■ Written problem A: Report every line of the records below that contains the string "seed", copying each line in full. Case counts.
────────────────
Mentoring and Empowering Women in Technology

Mentoring and Empowering Women in Technology

How Can I Be a Better Mentor?

Being a great mentor is much more than having years of experience. It requires strong interpersonal skills (which aren’t always common in the tech world) and a genuine commitment to the success of mentees. Here are some tips:

  • Listen: Be willing to listen to the mentee’s concerns and goals. Ask and be available for peer discussions without imposing your point of view or saying “because I know best.”
  • Be a Role Model: Act as an example of professionalism, ethics, and respect in the industry. Being a role model is the most challenging job one can have. Failing someone who sees you as a reference can make that person change careers.
  • Set Clear Expectations: Define clear expectations for the mentoring relationship, including goals, timelines, and communication methods.
  • Offer Guidance and Promote Autonomy: Encourage the mentee to take initiative and make decisions. Instead of providing answers, guide them to find their own solutions. This promotes critical thinking and independence. The goal is to empower them, not control them.
  • Be Flexible: Recognize that each mentee is unique, with different needs and goals. Adapt your mentoring style to meet the specific needs of each individual.
  • Share Experiences and Lessons Learned: Share personal stories of challenges and achievements to inspire and illustrate concepts. Don’t hesitate to show where you’ve failed along the path to success.
  • Encourage Feedback: Foster an environment where the mentee feels comfortable providing feedback on the mentoring relationship. This openness helps both parties improve the relationship in the future.

Mentoring by Women for Women

Women mentoring women is particularly effective in the tech industry for several reasons:

  • Identification: Female mentors can share experiences and relate to the specific challenges that female mentees face in the male-dominated tech world. No matter how well-intentioned a man is, he’s not a woman.
  • Inspiration: Seeing other successful women in the industry will inspire mentees and demonstrate that success is within their reach. And seeing a woman dedicating her time to help others makes mentoring scale.
  • Promotion: A woman who mentors proves her ability to lead and enhance the resources she works with. By working with women, she gains access to an underutilized resource where it’s easier to find talent, thus increasing her chances of success.
  • Safety: A mentor not only helps create a network of contacts and seek rewarding jobs but also identifies people and companies that respect and promote opportunities for women.

How Can I Find a Mentor?

Finding the right mentor can be a crucial step towards success. However, there are few women in the technology industry, making them harder to find. Here are the best ways:

  • Events and Conferences: By participating in tech events and conferences, you are likely to encounter other women with similar careers.
────────────────
■ Written problem B: Continue the article on mentoring women in technology, picking up directly after its last sentence.

■ Record extracts:
────────────────
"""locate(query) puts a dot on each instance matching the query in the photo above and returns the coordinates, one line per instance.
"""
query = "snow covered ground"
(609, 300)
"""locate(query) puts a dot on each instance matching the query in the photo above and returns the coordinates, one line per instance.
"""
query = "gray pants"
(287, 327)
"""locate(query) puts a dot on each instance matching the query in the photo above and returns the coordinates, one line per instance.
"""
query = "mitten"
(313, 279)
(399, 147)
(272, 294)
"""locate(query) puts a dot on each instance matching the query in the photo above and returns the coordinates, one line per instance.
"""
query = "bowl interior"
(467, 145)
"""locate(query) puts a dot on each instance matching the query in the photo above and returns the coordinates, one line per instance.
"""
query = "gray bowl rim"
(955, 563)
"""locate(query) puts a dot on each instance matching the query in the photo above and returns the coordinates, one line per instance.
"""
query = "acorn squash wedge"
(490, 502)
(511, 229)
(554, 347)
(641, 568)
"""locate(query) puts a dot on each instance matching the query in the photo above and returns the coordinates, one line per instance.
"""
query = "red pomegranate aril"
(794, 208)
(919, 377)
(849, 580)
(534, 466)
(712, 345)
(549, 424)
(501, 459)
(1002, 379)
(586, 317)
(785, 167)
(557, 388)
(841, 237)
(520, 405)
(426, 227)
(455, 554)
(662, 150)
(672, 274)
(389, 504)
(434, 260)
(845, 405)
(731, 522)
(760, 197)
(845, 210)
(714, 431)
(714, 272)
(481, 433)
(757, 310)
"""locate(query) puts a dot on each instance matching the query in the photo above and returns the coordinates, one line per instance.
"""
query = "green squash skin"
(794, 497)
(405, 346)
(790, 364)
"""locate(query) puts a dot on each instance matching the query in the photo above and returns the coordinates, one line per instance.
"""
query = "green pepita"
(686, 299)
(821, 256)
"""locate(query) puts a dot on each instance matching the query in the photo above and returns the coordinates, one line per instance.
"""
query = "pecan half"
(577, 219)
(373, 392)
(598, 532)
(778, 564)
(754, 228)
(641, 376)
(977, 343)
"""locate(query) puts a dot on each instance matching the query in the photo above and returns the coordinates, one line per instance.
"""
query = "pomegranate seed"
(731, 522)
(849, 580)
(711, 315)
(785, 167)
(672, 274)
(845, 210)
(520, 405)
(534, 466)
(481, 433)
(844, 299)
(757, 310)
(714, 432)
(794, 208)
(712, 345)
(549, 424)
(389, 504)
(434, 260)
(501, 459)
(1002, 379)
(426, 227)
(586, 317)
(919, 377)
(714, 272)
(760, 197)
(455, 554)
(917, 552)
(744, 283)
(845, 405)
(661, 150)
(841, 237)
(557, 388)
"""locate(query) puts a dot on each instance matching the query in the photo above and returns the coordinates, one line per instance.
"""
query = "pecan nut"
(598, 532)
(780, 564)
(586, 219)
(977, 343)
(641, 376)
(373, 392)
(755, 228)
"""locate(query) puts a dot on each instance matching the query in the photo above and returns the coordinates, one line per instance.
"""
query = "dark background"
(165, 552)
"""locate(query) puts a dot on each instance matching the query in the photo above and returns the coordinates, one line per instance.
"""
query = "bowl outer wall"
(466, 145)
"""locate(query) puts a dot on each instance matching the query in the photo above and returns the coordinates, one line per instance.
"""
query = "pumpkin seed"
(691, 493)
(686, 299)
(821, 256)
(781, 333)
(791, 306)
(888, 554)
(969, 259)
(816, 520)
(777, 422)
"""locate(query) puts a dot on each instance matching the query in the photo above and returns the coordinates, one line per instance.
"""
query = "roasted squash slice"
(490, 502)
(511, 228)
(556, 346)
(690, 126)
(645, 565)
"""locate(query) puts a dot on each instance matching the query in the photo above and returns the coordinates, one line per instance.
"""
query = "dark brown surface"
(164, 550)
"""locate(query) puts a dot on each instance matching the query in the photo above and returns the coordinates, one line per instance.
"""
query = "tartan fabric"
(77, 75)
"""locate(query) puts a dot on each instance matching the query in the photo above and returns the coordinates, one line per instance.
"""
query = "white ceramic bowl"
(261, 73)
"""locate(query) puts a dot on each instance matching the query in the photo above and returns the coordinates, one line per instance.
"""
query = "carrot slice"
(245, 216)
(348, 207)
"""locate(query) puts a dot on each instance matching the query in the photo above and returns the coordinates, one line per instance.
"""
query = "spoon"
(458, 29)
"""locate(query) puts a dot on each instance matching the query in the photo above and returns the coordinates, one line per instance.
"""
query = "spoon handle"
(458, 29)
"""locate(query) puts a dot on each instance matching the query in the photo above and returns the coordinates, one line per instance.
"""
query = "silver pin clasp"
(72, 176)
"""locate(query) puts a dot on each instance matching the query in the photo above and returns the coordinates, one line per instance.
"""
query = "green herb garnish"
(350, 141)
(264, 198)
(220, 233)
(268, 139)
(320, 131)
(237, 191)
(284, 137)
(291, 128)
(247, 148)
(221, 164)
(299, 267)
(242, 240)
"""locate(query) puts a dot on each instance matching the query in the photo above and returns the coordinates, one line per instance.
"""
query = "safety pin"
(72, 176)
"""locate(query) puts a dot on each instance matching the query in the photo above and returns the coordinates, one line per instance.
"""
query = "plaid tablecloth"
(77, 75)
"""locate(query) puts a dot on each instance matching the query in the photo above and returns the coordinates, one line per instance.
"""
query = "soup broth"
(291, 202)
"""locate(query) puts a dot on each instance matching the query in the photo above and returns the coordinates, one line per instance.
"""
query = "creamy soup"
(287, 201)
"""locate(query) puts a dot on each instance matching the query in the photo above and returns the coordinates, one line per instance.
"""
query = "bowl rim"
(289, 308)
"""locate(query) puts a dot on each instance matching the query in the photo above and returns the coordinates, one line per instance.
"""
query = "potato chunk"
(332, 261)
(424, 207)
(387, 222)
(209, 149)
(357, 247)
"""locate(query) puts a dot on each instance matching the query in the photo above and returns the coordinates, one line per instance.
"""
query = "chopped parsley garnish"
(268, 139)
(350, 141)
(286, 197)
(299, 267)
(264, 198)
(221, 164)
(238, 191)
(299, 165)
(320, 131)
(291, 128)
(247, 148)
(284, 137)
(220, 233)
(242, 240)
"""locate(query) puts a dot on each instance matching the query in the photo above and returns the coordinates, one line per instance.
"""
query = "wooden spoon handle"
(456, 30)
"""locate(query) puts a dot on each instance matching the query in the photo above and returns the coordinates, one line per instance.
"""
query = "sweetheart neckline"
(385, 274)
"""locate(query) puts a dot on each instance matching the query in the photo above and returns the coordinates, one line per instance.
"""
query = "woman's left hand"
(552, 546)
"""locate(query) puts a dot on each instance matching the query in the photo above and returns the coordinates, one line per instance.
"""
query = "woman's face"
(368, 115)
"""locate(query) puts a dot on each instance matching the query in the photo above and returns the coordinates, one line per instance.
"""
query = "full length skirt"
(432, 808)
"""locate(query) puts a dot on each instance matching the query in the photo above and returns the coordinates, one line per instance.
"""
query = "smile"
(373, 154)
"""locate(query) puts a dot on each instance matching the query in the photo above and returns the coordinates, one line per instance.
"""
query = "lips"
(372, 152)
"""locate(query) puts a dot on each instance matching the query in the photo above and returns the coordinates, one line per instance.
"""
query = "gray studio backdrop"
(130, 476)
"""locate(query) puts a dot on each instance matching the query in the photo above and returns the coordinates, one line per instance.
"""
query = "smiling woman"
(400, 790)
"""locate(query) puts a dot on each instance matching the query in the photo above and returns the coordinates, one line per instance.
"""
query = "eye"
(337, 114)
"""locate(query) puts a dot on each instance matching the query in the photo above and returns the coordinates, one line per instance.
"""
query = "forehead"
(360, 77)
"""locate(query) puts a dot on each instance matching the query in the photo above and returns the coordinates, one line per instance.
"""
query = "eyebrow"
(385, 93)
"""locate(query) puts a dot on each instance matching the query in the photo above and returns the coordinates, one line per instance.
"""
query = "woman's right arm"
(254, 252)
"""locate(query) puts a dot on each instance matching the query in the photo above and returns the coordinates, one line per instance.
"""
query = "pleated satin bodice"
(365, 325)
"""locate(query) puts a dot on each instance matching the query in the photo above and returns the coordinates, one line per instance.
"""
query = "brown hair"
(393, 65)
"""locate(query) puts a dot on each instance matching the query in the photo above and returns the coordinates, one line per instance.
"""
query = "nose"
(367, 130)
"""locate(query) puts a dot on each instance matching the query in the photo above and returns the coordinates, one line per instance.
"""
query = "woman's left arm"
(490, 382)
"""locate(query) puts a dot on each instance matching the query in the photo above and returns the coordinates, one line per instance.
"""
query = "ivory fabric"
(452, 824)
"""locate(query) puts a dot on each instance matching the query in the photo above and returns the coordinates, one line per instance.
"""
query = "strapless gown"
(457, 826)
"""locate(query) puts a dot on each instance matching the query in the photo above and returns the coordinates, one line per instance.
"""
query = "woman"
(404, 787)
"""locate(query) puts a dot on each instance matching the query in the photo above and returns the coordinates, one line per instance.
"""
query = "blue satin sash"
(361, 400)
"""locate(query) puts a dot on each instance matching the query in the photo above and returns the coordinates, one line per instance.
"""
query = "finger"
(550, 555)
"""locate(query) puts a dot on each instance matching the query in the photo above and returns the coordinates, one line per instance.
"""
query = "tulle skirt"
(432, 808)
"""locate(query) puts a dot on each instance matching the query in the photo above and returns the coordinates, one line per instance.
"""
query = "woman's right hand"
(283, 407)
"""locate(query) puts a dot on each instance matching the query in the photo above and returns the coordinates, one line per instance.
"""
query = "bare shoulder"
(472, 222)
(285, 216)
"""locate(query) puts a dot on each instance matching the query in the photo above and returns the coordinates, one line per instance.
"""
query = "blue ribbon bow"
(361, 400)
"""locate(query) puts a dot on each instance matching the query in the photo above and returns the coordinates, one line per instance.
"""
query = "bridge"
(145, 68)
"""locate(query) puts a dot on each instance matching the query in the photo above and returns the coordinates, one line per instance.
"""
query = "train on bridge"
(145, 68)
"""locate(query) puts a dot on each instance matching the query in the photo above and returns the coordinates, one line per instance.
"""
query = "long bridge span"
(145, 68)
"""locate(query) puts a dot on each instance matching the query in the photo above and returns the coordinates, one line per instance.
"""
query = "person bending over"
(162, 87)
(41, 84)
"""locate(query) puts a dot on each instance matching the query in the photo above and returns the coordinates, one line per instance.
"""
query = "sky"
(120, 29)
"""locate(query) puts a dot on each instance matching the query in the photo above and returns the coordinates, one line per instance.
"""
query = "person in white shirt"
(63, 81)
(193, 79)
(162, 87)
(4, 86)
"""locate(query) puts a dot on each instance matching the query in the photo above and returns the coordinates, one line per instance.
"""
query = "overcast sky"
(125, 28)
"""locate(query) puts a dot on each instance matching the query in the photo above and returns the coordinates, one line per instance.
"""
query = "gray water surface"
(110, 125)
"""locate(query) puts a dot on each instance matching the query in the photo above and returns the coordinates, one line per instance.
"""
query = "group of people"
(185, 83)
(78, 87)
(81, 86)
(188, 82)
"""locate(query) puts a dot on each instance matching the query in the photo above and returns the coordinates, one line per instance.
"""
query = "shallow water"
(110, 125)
────────────────
■ Exercise answer A:
query = "pomegranate seed"
query = "pumpkin seed"

■ Exercise answer B:
  • Online Platforms: Use online platforms such as LinkedIn or technology discussion groups to connect with potential mentors. There are specific platforms for women like Geek Girls Portugal, Portuguese Women in Tech (national), Women In Tech (global), and many others where professional women meet and evolve together. My favorite, “As Raparigas do Código” is not so much a community of professionals. They focus on education, mainly for children, but also have a strong component for career changers. In other words, those who are there are truly committed to helping you evolve. I think that for a first step, that’s what you should look for.
  • Mentorship Programs: Many companies and universities offer formal mentoring programs, where the HR department, happiness department, or alumni department matches the right mentor to each employee/student. Even if it’s random, they already have something in common to start the conversation. In this case, it may not be a female mentor unless you specifically request it.

What Is the Role of Men in All of This?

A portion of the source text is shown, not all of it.